# start of Given passage
Hi everyone! I have a question about creating an "ethnic concentration" variable that is a proportion for many different regions. I'm not sure how to ask this as a general question but here is what I am trying to do:
I have a variable called ethnicity which is coded as values 1, 2 or 3:
Respondent | Ethnicity | Description |
001 1 "black"
002 1 "black"
003 2 "white"
004 2 "white"
005 3 "asian"
I have a variable called region that is coded as 1, 2, 3:
Respondent | Region | Description |
001 1 "region 1"
002 1 "region 1"
003 2 "region 2"
004 2 "region 2"
005 3 "region 3"
Ultimately, I want to create two new variables that represent the ethnic concentration of Black people in a region:
low_black
high_black
The new variables would come from:
(total number of black people in a region) divided by (the total population for that region)
If the proportion is <10% then low_black=1. If the proportion is >10% then high_black=1.
I would first need to obtain a count for the number of black people in the region, as well as the total number of respondents in that region. Then do the calculation. Then decide if that region is classified as low_black or high_black.
The problem is that I have over 100 regions. I do not want to run this calculation 100 times and then assign the obtained proportions to my low_black or high_black variable 100 times.
Does anyone have any tips or suggestions on the most efficient way to do this? I would really appreciate any help with syntax or referrals to documentation to get started. I am currently in the "my searches aren't yielding the answers I want because I don't know what to call what I am trying to do" phase.
# end of Given passage
# start of Supplied data
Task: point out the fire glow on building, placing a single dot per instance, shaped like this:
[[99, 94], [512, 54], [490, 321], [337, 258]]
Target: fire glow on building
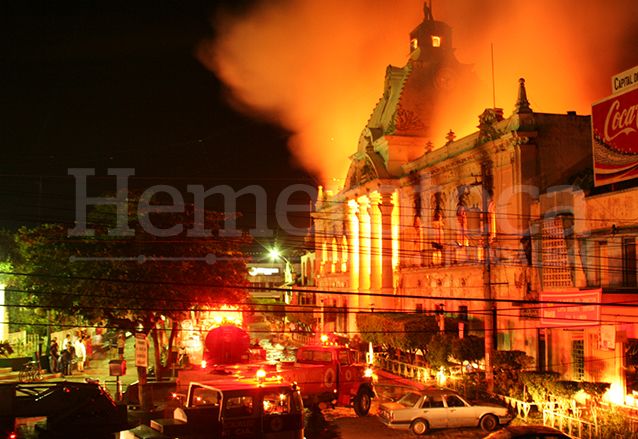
# end of Supplied data
Reproduce the forum post, starting at "I have a variable called region" and ending at "is >10% then high_black=1.", and substitute "ratio" for each occurrence of "proportion".

### Correct response
I have a variable called region that is coded as 1, 2, 3:
Respondent | Region | Description |
001 1 "region 1"
002 1 "region 1"
003 2 "region 2"
004 2 "region 2"
005 3 "region 3"
Ultimately, I want to create two new variables that represent the ethnic concentration of Black people in a region:
low_black
high_black
The new variables would come from:
(total number of black people in a region) divided by (the total population for that region)
If the ratio is <10% then low_black=1. If the ratio is >10% then high_black=1.